Work to complete:
Express the lines from the one containing "of the foreground" up to and including the one containing "[[1127, 706], [400, 662]]" as a Markdown table with the columns Number and Line. Number each line in order and leave out any blank lines.

Information provided:
★ ★ ★
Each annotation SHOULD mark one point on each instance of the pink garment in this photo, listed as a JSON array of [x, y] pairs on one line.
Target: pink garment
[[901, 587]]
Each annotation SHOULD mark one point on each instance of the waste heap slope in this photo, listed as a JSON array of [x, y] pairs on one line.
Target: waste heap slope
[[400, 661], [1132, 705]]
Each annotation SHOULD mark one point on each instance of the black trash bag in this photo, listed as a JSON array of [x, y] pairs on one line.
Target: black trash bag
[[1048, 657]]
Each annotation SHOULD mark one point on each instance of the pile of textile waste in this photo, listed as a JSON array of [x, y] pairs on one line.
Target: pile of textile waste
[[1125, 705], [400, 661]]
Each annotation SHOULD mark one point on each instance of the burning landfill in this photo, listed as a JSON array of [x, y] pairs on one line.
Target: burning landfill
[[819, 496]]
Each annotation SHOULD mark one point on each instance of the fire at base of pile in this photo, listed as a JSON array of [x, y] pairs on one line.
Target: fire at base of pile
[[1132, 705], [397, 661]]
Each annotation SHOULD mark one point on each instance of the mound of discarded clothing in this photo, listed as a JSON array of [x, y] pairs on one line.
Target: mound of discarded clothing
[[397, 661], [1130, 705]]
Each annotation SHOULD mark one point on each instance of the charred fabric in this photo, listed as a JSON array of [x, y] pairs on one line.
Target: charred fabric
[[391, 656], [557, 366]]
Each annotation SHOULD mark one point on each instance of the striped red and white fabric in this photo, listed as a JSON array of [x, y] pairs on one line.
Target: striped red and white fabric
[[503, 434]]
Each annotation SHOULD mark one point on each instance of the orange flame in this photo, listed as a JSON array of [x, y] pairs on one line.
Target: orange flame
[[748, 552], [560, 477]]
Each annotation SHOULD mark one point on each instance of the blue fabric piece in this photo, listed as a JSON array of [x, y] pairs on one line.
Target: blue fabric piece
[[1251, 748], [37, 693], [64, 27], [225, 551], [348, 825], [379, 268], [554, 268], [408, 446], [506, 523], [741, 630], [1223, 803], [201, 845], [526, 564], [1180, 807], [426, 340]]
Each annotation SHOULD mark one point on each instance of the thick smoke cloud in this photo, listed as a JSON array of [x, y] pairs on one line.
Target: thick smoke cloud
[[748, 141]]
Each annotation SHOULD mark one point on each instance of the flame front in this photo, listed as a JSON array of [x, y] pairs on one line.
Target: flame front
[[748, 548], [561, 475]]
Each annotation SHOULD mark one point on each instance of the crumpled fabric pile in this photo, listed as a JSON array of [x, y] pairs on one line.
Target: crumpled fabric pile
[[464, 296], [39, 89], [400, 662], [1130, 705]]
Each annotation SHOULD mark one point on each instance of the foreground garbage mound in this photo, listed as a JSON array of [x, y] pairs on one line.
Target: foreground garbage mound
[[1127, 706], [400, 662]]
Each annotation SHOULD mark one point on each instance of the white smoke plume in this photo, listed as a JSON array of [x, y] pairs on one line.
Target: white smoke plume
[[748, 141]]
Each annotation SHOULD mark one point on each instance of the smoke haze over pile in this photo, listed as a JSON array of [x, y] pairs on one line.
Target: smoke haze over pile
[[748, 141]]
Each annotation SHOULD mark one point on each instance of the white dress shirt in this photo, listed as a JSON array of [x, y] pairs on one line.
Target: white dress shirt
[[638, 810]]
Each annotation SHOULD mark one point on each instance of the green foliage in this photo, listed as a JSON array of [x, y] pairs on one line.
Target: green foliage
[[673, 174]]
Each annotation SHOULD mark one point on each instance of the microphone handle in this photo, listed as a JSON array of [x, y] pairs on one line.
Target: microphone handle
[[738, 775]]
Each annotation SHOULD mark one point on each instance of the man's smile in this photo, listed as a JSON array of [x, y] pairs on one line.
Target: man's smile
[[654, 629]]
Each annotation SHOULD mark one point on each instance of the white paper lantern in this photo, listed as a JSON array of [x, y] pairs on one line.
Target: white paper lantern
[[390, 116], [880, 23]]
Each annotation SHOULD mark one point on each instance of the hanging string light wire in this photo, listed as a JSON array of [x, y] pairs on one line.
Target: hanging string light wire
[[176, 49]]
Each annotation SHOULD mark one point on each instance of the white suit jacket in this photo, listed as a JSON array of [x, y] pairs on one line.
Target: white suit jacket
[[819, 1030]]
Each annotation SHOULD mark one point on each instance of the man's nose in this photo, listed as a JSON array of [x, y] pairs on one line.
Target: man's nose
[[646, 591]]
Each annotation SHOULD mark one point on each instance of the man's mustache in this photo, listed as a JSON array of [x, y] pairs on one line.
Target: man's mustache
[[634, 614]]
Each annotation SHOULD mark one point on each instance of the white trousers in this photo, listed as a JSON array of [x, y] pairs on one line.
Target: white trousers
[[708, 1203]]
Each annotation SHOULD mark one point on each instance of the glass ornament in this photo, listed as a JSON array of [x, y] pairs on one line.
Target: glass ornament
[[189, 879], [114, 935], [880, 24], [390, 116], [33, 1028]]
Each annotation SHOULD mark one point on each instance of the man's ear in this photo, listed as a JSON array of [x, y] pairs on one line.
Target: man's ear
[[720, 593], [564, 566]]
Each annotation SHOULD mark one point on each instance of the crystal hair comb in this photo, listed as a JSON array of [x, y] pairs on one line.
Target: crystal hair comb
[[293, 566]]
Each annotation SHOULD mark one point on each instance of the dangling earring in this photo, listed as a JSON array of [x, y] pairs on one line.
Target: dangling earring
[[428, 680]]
★ ★ ★
Answer below:
| Number | Line |
|---|---|
| 1 | Each annotation SHOULD mark one point on each instance of the foreground garbage mound in this photo, listed as a JSON array of [x, y] pairs on one line. |
| 2 | Target: foreground garbage mound |
| 3 | [[1127, 706], [400, 662]] |